Rewrite only the records from the line containing "Sample: x=68, y=122." through the line containing "x=306, y=180", with both of those lines and the requests included. Increase every coordinate in the answers by 111.

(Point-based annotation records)
········
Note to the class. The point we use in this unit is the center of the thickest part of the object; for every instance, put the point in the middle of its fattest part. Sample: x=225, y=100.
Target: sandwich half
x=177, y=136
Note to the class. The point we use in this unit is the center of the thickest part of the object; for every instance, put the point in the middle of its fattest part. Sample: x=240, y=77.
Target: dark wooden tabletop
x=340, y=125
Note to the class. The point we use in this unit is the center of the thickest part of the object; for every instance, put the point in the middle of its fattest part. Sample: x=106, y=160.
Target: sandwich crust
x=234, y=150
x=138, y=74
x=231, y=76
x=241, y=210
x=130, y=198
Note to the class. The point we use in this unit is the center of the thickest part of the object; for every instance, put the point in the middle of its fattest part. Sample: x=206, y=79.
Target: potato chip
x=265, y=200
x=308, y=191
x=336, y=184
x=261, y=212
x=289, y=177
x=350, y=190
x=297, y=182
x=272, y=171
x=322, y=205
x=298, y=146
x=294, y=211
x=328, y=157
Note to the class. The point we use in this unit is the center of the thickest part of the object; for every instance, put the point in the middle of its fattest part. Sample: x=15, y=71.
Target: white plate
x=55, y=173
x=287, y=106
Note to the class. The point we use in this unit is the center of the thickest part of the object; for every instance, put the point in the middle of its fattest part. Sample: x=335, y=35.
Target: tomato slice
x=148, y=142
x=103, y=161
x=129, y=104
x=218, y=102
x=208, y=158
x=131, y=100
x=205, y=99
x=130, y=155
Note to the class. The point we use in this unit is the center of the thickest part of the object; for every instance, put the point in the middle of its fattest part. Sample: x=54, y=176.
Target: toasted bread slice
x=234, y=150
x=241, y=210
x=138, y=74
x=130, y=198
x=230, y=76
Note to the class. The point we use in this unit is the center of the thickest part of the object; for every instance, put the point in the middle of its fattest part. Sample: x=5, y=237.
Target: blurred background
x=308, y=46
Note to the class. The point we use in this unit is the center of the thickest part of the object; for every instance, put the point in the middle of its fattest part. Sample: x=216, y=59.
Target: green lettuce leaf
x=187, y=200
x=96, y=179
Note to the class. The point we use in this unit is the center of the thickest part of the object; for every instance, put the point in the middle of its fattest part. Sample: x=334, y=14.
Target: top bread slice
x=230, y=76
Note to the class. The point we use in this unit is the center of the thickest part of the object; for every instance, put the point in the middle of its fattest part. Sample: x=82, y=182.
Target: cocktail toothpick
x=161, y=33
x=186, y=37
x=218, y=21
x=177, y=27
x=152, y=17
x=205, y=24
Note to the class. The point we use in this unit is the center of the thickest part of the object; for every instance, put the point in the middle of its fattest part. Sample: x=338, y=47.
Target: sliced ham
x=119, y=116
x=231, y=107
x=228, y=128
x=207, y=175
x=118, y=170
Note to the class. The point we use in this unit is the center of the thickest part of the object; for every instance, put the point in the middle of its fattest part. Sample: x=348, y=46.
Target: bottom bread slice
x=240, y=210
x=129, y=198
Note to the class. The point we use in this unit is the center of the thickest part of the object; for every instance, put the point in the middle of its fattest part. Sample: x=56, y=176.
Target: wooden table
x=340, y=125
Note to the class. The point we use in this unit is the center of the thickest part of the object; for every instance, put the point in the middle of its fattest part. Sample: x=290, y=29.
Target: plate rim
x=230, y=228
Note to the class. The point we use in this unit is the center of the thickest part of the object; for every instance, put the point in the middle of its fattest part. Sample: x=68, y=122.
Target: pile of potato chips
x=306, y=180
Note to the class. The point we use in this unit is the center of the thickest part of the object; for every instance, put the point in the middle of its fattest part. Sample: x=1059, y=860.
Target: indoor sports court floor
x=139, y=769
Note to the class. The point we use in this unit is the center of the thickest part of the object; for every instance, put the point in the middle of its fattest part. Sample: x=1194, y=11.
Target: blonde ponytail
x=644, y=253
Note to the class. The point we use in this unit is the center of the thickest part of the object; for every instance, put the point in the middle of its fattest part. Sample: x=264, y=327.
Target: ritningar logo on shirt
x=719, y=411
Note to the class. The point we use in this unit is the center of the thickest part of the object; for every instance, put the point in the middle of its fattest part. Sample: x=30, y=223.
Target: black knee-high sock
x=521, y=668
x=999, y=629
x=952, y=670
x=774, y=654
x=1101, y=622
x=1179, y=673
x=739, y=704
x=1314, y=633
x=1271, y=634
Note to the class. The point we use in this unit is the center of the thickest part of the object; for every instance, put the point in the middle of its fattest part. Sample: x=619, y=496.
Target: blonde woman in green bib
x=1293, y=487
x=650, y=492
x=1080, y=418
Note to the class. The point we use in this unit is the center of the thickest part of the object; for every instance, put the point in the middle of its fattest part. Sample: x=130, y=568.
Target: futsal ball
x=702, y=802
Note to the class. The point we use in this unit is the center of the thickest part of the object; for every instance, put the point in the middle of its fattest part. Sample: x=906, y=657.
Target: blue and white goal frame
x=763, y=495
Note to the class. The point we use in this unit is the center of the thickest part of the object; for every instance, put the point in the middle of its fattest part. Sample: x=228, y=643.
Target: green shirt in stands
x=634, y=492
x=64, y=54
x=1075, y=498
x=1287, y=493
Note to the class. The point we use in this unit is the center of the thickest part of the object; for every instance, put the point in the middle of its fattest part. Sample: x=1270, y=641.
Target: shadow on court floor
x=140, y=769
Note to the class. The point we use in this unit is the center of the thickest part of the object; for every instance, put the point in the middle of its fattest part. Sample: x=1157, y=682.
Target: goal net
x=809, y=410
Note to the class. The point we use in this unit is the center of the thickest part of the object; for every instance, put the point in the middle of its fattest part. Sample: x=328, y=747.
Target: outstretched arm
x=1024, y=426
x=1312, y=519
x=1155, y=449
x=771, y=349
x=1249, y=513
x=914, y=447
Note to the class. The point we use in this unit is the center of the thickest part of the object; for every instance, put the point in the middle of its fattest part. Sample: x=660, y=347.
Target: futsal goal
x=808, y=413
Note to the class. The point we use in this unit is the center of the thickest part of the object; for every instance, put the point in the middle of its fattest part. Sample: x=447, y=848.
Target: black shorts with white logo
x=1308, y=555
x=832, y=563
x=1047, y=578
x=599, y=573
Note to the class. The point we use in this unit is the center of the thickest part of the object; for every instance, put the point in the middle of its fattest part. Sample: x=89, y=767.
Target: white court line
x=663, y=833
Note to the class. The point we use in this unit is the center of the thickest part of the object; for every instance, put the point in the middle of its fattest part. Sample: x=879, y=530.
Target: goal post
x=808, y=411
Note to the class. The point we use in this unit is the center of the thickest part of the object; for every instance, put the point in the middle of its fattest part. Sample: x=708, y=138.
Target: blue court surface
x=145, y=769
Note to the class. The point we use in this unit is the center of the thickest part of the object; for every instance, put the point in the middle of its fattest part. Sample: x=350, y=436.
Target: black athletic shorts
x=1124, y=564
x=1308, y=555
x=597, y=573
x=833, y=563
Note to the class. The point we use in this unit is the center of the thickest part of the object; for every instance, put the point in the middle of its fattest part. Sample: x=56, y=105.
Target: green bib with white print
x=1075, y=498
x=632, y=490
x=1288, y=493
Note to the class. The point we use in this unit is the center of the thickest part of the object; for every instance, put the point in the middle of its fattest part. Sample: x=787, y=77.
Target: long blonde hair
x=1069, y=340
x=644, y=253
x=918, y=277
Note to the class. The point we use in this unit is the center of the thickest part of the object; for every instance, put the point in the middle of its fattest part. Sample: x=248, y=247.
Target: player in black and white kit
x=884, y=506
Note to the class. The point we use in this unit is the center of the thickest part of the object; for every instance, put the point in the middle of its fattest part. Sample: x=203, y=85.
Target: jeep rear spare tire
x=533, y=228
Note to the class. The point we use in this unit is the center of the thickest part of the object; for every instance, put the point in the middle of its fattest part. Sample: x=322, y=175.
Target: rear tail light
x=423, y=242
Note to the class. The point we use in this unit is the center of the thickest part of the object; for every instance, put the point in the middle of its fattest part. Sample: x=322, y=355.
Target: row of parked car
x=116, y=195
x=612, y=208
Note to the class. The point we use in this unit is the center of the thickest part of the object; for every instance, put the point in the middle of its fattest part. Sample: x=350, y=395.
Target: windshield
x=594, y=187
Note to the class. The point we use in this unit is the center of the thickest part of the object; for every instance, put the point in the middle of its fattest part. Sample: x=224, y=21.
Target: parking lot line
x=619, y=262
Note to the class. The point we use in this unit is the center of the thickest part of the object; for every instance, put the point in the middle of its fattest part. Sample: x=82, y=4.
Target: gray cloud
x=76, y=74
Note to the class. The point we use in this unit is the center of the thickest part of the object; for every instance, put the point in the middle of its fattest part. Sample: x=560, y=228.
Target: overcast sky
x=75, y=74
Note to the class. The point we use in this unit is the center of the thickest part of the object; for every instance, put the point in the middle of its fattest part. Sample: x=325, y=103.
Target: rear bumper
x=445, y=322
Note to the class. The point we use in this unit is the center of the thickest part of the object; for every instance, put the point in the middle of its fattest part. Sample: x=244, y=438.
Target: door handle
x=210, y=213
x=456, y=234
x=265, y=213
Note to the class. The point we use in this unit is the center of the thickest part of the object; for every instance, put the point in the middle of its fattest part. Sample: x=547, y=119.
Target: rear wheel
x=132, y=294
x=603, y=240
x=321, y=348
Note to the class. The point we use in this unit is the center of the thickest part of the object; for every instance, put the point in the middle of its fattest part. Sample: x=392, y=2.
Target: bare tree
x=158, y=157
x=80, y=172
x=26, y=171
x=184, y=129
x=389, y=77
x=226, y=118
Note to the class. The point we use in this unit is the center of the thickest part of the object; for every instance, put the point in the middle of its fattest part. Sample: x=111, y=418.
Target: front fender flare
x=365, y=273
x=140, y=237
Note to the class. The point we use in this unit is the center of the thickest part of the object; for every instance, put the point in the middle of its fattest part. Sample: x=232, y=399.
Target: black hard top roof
········
■ SOLUTION:
Note to the class. The point we use in this unit is the center of the thickest part of the object; for every instance, put the point in the middle of its fattest part. Sample: x=68, y=122.
Target: pile of potato chips
x=417, y=291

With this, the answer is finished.